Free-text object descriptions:
....................

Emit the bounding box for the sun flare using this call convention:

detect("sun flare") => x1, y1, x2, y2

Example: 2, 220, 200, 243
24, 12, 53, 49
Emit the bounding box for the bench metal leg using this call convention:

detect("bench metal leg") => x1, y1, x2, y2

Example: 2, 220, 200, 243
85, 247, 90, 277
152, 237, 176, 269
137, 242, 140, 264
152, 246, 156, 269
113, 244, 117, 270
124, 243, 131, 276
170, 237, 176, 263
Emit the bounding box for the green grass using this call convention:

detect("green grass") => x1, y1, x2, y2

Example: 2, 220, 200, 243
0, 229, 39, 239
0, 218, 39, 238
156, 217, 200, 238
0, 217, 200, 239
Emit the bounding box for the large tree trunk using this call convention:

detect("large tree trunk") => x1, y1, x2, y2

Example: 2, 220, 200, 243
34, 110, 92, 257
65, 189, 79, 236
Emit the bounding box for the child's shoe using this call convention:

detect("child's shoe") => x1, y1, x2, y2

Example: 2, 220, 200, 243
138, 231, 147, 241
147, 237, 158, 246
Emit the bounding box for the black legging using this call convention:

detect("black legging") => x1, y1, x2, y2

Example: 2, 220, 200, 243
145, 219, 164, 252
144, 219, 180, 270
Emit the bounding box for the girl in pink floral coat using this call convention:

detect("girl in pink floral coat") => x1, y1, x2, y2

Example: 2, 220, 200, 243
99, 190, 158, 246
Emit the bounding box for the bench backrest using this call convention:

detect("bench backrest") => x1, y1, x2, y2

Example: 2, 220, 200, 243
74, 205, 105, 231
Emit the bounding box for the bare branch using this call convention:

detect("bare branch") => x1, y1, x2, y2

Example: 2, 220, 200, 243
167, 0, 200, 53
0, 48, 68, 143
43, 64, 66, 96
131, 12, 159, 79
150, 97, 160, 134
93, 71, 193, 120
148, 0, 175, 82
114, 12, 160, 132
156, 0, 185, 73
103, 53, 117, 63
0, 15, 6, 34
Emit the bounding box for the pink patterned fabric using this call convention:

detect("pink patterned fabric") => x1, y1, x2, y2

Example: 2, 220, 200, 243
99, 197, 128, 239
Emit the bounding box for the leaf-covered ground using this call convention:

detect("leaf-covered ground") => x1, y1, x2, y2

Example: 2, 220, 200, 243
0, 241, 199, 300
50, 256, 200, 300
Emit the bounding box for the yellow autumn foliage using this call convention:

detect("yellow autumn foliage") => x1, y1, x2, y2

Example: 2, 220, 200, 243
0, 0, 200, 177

....................

_Task_
The answer is the full data, repeated exactly as shown.

_Output of the task_
Emit the bounding box for the sun flare using this call convention:

detect("sun flare") => x1, y1, x2, y2

Example: 2, 220, 200, 243
24, 12, 53, 49
Emit the bounding box for the bench metal leg using this call convention:

detect("bench metal leg") => x1, y1, x2, y2

Example: 2, 220, 200, 243
85, 247, 90, 277
152, 237, 176, 269
137, 242, 140, 264
152, 246, 156, 269
113, 244, 117, 270
124, 243, 131, 276
170, 237, 176, 263
Emit the bounding box for the green grass using this call convention:

detect("green grass") => x1, y1, x2, y2

Example: 2, 220, 200, 243
0, 229, 39, 239
0, 218, 39, 238
156, 217, 200, 238
0, 217, 200, 239
Emit the bounding box for the large tree trunk using this call convention:

detect("large tree trunk") => x1, y1, x2, y2

Example: 2, 220, 200, 243
34, 110, 92, 257
65, 189, 79, 236
Emit the bounding box for the child's shoe using this call convention:

detect("child's shoe") => x1, y1, x2, y2

Example: 2, 220, 200, 243
138, 231, 147, 241
147, 237, 158, 246
Emit the bounding box for the black legging using this call convention:

detect("black legging") => x1, y1, x2, y2

Example: 2, 220, 200, 243
145, 219, 164, 252
144, 219, 180, 270
Emit the bounding box for the girl in pink floral coat using this call convention:

detect("girl in pink floral coat") => x1, y1, x2, y2

Example: 2, 220, 200, 243
99, 190, 158, 246
Emit the bounding box for the bench backrest using this call convention:

detect("bench backrest") => x1, y1, x2, y2

Example: 2, 220, 200, 243
74, 205, 105, 231
Emit the bounding box for the bare branch using this call convention:

detect("bare branch") => x1, y1, x2, y2

Example: 2, 220, 200, 243
167, 0, 200, 53
0, 48, 68, 143
43, 64, 66, 96
131, 12, 159, 79
150, 97, 160, 134
93, 71, 193, 120
148, 0, 175, 82
114, 12, 160, 132
156, 0, 185, 73
103, 53, 117, 63
0, 15, 6, 34
Emit the bounding box for the pink patterned fabric using this call convention:

detect("pink patterned fabric") => x1, y1, x2, y2

Example: 2, 220, 200, 243
99, 197, 128, 239
Emit the bounding box for the leaf-covered ground using this call convention:

detect("leaf-covered ground") => x1, y1, x2, y2

Example: 2, 220, 200, 243
0, 241, 199, 300
50, 256, 200, 300
Emit the bounding box for the yellow autumn foliage using this call convention:

detect("yellow autumn foliage") => x1, y1, x2, y2

Example: 2, 220, 200, 243
0, 0, 200, 177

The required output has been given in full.